PROVIDED RECORDS:
:::::

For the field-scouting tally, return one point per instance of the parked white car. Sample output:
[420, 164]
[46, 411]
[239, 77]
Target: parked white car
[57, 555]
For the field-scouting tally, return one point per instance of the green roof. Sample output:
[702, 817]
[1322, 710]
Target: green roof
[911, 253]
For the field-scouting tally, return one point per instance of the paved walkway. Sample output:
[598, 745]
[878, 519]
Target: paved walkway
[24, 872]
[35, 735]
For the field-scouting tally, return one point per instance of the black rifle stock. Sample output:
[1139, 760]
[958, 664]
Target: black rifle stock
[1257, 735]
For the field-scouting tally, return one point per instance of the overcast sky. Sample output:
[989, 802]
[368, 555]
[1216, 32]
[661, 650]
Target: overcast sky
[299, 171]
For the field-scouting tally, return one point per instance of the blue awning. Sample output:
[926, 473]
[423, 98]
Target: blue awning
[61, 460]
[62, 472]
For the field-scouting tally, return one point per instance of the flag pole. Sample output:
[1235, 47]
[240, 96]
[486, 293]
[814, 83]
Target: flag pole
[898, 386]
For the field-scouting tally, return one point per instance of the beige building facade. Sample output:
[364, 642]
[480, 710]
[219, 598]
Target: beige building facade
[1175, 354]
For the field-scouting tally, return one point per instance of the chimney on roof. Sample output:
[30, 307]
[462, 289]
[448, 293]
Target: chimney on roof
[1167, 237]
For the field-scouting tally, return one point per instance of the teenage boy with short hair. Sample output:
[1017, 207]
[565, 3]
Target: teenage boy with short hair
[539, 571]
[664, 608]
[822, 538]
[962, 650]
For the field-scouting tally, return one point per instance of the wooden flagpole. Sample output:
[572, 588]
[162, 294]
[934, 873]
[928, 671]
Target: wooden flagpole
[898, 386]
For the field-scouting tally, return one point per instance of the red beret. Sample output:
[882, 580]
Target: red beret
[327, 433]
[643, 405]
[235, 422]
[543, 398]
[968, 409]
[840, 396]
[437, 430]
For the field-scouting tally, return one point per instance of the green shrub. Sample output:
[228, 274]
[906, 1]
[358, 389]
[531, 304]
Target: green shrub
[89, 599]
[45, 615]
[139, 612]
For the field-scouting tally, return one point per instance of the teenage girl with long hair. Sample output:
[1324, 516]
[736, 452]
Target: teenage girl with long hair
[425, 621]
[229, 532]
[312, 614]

:::::

TASK REQUIREMENTS: Quote everything in the data above from the line containing "of the blue" down to the line containing "[1167, 237]", including both of those lines.

SOLVED EXERCISE:
For the field-scouting tally, return one point per instance of the blue awning. Sample output:
[926, 473]
[423, 98]
Target: blue awning
[61, 460]
[62, 472]
For the field-scouting tally, return one point per instance of the flag pole. Sample output:
[1235, 47]
[240, 96]
[486, 293]
[814, 83]
Target: flag pole
[898, 386]
For the field-scouting tally, return one point per instance of the beige building facade. Sample output:
[364, 642]
[480, 710]
[219, 598]
Target: beige building facade
[1175, 354]
For the field-scouting tally, return one point per instance of the chimney on roof. Sample output:
[30, 307]
[462, 289]
[448, 293]
Target: chimney on roof
[1167, 237]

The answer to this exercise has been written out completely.